▶ _TASK_:
Line by line, count where the string "plastic" appears in the listing, then give the number of such lines alone.

**********

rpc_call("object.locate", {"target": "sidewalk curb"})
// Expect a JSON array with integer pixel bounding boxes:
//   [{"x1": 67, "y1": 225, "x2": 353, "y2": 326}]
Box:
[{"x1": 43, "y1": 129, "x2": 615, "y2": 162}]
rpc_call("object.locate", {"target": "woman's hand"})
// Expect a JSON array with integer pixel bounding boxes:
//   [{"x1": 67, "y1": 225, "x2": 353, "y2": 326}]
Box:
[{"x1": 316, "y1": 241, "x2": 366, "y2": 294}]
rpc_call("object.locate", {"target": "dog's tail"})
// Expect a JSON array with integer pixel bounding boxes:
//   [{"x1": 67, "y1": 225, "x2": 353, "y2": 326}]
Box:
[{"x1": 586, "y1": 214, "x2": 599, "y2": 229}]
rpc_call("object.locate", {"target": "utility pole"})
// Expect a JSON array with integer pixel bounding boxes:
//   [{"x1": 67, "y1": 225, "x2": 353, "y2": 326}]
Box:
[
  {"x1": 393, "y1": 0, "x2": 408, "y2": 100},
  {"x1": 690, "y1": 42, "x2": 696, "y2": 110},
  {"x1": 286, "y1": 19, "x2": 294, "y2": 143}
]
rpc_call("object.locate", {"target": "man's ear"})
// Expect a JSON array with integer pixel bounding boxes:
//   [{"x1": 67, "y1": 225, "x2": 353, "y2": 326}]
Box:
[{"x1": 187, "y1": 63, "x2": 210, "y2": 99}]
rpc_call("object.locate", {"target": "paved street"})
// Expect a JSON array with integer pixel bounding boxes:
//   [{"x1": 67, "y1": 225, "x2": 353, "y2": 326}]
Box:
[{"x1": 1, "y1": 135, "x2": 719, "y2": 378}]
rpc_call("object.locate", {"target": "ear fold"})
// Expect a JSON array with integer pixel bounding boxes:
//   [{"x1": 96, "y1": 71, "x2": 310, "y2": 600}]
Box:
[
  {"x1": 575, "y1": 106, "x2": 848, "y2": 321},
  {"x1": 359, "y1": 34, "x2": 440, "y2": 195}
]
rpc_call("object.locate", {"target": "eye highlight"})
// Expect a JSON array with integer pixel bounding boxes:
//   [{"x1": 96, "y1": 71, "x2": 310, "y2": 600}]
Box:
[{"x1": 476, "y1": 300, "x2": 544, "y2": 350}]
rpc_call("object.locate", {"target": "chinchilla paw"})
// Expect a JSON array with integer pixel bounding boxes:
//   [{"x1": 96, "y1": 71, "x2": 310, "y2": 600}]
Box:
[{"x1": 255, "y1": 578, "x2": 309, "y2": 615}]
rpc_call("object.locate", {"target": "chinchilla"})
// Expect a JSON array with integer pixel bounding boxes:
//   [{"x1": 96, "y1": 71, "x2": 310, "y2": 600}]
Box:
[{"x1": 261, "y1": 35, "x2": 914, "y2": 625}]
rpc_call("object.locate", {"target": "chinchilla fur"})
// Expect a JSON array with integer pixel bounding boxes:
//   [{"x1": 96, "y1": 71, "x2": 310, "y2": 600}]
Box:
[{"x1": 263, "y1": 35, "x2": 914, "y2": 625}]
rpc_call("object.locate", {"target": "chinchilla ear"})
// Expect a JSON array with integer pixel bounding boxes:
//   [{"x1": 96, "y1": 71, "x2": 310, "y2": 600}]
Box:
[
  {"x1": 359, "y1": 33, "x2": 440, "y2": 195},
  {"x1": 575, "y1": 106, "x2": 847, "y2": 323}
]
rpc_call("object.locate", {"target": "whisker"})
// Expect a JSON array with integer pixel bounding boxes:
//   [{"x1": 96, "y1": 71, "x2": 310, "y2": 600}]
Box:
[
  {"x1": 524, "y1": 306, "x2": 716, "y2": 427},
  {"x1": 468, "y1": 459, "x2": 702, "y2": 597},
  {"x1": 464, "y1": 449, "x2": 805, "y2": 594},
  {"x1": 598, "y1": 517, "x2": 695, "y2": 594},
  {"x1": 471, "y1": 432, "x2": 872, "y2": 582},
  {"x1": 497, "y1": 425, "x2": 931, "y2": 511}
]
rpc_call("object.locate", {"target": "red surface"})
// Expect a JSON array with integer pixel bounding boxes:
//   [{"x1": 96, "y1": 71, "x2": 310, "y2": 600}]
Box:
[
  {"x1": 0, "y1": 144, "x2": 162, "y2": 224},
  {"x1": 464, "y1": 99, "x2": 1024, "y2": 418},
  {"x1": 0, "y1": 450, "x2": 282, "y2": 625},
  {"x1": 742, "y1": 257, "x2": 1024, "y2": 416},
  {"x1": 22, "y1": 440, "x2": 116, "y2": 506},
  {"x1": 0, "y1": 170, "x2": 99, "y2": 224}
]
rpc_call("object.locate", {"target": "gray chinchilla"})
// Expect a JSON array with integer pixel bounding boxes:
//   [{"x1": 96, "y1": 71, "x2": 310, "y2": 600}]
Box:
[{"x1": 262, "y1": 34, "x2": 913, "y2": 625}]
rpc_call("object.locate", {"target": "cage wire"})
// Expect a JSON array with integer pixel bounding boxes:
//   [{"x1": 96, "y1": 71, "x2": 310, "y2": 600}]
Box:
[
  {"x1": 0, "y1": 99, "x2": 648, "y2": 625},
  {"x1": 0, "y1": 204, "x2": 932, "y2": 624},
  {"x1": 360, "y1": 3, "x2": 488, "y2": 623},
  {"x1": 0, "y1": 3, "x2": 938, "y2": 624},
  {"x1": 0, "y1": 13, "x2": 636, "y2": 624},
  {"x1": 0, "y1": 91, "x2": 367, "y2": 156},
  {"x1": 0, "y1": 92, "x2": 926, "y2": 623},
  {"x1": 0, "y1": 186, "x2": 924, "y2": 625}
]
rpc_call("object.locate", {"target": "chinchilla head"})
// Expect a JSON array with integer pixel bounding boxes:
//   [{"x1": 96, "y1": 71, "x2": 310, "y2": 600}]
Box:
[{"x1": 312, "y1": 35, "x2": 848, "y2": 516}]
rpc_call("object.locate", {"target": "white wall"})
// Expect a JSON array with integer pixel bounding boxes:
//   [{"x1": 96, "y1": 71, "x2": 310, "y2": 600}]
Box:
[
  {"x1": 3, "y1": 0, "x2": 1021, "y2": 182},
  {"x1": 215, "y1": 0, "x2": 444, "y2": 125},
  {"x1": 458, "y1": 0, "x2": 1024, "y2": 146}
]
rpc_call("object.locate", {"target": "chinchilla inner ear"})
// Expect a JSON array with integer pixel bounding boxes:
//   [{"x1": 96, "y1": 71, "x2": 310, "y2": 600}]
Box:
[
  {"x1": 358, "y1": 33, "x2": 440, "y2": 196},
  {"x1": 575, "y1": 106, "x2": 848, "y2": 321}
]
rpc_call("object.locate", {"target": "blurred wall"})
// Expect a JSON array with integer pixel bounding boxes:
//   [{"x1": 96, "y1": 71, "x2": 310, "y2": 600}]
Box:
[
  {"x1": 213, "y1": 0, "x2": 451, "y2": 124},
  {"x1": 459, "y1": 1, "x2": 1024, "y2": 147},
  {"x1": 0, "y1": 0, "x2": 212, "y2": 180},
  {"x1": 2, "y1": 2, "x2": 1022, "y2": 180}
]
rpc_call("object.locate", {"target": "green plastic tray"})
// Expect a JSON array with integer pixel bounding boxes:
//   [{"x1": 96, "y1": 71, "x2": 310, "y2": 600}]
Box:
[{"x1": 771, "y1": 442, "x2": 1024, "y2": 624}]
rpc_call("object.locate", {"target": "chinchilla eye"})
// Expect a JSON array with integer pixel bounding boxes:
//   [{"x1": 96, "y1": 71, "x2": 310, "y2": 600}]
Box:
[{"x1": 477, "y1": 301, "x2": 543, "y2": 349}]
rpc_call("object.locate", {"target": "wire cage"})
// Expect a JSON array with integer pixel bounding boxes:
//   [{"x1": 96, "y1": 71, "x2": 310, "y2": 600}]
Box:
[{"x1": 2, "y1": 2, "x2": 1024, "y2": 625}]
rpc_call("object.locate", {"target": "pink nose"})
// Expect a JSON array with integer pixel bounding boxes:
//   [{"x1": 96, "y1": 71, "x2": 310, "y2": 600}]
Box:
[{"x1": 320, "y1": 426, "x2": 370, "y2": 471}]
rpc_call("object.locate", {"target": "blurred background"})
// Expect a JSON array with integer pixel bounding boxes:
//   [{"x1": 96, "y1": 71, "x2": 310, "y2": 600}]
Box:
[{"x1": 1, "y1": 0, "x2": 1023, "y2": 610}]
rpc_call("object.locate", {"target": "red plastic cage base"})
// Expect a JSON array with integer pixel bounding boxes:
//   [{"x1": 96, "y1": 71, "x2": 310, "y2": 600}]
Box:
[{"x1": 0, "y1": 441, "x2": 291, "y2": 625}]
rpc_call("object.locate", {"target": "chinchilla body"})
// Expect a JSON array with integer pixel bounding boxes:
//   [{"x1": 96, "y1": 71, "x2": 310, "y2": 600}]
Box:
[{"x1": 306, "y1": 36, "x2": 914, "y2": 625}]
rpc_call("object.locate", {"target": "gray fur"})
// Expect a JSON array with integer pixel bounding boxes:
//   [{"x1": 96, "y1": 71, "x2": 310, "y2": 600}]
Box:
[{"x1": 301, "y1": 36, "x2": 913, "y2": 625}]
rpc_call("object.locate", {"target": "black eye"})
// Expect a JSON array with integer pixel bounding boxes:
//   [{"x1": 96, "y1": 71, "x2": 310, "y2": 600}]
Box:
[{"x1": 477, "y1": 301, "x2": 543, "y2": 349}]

**********

▶ _OUTPUT_:
2